* **Instructions for the task**: Extract every line of the data below that contains the string "wall", and treat uppercase and lowercase letters as distinct.

* **Stored rows**:

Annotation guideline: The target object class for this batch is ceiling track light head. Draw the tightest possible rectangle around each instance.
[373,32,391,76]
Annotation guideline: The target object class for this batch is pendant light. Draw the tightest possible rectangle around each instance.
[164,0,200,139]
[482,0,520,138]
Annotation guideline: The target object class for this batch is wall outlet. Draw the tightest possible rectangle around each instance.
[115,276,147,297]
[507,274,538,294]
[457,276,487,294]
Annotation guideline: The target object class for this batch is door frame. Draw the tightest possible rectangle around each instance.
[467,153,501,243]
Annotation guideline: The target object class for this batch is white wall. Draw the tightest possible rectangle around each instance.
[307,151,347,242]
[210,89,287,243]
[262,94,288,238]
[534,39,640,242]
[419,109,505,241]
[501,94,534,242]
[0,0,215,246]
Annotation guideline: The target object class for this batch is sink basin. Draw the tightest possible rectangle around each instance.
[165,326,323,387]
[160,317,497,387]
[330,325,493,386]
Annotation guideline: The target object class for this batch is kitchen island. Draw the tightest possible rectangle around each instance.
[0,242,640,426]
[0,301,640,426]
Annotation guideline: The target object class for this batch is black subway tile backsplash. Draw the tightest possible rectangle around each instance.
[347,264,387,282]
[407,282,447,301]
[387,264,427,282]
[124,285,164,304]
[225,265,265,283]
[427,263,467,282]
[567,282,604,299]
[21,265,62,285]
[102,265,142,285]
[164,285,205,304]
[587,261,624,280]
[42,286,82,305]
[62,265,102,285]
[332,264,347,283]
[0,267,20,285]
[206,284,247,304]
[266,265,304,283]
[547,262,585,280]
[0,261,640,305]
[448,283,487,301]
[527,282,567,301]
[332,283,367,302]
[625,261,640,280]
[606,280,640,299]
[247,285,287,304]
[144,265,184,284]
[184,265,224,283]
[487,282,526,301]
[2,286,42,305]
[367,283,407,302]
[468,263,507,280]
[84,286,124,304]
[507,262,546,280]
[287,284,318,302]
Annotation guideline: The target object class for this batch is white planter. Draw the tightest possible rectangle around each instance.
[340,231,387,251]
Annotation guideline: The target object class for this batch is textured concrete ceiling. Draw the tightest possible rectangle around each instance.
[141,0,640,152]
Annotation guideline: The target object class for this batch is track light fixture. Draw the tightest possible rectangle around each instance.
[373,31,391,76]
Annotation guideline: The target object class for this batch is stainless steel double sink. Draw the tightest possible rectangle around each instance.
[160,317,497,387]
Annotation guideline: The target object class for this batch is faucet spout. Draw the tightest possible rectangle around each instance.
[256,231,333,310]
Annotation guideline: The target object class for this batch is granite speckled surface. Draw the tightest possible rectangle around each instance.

* **Exercise result**:
Annotation guideline: The target object class for this batch is wall outlet. Draw the tightest possible rectangle around each instance.
Annotation guideline: The target object class for this batch is white wall. Draw the tightest possible rectangle around each instance.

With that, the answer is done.